[Stored data entries]
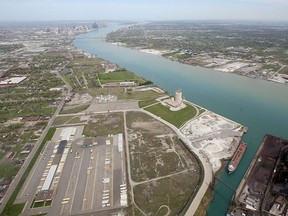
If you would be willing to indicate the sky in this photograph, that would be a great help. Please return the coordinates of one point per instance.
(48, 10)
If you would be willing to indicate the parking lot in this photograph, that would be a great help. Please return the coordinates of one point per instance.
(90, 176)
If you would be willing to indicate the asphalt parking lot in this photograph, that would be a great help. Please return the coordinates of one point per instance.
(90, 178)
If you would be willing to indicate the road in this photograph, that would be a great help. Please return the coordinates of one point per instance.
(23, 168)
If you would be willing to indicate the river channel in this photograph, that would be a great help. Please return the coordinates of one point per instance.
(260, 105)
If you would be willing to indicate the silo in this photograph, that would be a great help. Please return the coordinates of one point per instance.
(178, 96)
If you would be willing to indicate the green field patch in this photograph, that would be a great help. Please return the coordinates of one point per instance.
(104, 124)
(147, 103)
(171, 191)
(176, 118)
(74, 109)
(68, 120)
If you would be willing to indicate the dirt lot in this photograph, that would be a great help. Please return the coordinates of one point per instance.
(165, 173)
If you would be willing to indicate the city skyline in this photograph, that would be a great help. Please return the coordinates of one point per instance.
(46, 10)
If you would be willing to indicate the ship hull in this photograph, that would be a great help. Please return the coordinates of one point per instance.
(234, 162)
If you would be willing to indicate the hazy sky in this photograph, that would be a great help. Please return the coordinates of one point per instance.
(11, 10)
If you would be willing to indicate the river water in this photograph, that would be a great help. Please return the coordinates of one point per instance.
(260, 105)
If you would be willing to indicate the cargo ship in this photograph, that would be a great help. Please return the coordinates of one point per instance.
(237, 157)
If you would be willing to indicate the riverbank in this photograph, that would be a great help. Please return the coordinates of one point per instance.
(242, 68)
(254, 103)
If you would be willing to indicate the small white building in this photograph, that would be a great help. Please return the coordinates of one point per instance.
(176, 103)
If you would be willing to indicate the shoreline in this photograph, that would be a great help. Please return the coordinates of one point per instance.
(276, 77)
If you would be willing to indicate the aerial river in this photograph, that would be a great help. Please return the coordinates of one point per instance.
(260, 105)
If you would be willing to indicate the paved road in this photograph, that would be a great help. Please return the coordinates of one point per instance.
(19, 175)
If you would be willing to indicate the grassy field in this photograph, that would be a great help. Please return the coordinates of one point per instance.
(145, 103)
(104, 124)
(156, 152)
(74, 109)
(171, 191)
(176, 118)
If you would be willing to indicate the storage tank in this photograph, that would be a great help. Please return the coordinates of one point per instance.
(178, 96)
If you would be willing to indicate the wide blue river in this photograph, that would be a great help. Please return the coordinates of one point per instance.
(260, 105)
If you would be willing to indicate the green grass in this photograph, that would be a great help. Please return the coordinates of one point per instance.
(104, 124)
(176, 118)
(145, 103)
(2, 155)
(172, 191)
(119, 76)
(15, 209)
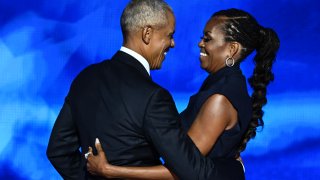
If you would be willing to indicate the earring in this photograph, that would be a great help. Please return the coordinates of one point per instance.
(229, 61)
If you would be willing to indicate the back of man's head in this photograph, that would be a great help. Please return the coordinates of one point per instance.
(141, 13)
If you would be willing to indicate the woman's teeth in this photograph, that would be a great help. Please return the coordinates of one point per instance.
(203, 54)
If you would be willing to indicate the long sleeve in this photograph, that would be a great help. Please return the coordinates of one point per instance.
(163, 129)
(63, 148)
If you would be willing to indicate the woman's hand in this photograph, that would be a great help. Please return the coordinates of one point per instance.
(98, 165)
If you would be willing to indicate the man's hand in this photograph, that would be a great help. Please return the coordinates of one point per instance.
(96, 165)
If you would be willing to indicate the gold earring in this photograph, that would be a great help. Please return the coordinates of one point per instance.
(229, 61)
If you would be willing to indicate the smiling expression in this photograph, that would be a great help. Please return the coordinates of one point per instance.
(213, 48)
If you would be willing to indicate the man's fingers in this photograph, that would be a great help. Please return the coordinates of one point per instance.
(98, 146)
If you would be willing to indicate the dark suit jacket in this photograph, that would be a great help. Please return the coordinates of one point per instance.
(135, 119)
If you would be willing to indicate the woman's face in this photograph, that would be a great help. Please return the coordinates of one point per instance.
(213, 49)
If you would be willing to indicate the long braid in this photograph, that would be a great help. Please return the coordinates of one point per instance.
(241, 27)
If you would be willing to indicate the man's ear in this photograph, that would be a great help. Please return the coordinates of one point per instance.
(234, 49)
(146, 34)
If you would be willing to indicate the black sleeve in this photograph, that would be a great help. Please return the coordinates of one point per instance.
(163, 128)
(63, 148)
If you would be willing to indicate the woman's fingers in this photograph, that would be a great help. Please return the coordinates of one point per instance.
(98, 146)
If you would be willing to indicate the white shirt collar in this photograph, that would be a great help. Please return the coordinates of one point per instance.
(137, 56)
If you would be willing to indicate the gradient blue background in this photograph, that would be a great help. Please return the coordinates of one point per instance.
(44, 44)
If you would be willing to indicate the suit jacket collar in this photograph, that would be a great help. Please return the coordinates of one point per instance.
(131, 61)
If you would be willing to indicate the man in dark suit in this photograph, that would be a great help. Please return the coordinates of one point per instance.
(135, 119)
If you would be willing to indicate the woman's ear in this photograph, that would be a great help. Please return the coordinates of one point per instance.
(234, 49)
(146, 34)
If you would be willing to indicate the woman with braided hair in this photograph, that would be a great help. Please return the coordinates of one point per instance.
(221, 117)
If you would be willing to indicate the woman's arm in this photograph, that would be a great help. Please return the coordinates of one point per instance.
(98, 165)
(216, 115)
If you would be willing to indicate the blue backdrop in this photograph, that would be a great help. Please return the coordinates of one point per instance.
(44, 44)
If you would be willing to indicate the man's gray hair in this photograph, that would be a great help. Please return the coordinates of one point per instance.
==
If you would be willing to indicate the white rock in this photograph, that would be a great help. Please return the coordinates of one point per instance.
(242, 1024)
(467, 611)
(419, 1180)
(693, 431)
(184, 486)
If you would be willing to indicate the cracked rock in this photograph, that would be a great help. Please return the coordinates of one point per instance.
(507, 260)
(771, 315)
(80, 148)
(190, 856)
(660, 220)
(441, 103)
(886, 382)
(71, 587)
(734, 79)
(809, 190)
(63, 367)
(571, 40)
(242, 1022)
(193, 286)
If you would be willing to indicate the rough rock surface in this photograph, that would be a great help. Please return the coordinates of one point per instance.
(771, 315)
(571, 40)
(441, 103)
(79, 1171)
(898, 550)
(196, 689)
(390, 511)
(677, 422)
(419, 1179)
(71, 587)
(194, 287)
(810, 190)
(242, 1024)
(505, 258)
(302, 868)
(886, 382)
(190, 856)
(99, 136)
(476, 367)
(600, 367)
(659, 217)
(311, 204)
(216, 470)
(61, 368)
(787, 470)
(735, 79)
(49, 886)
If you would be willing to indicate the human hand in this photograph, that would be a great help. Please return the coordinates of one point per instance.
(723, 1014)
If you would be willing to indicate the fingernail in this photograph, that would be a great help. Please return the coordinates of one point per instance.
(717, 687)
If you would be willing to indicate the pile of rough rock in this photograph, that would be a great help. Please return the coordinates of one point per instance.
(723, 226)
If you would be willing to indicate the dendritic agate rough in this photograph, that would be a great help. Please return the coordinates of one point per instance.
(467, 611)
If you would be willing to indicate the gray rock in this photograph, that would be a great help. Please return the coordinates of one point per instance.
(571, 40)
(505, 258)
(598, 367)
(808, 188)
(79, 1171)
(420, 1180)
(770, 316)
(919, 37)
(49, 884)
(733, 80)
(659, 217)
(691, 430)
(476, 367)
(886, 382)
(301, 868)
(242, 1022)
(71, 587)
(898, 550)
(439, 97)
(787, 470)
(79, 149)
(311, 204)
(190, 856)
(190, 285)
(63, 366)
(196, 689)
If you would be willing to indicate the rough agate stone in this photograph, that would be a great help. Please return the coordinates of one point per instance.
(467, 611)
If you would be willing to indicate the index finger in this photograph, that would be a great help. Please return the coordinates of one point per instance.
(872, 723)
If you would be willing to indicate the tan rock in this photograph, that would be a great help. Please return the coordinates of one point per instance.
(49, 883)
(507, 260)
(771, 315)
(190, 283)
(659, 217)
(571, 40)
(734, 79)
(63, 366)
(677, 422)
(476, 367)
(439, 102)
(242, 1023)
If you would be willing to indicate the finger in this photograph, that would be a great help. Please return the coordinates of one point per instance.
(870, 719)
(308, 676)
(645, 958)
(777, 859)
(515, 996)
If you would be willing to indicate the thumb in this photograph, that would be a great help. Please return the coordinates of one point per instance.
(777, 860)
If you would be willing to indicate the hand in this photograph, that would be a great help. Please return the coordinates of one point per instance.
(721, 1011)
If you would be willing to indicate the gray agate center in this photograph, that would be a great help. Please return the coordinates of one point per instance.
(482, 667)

▸ Task details
Copy the data from the line containing "If you would be willing to indicate the man in" through the line containing "If you would be willing to indicate the man's gray", swapping "blue backdrop" for "plain backdrop" and leaving everything else unchanged.

▸ Result of the exercise
If you would be willing to indicate the man in dark suit in this photograph, that would be a great help. Please return the coordinates of one point per instance.
(135, 119)
If you would be willing to indicate the woman's ear in this photograph, that would be a great help. Please return the coordinates of one point per instance.
(234, 49)
(146, 34)
If you would be willing to indicate the woman with braided hair in this photograph, that would be a great help. Please return the coordinates of one point per instance.
(221, 117)
If you would be willing to indicate the woman's arm in this photograph, that would be a great help. Please return the coordinates of one point per instance.
(98, 165)
(216, 115)
If you would be willing to indicate the plain backdrop in this photograph, that would be a great help. Please return the coordinates of one point per instance.
(44, 44)
If you would be willing to indicate the man's gray hair in this photograph, that would be a great help. Please return the coordinates of one point per instance.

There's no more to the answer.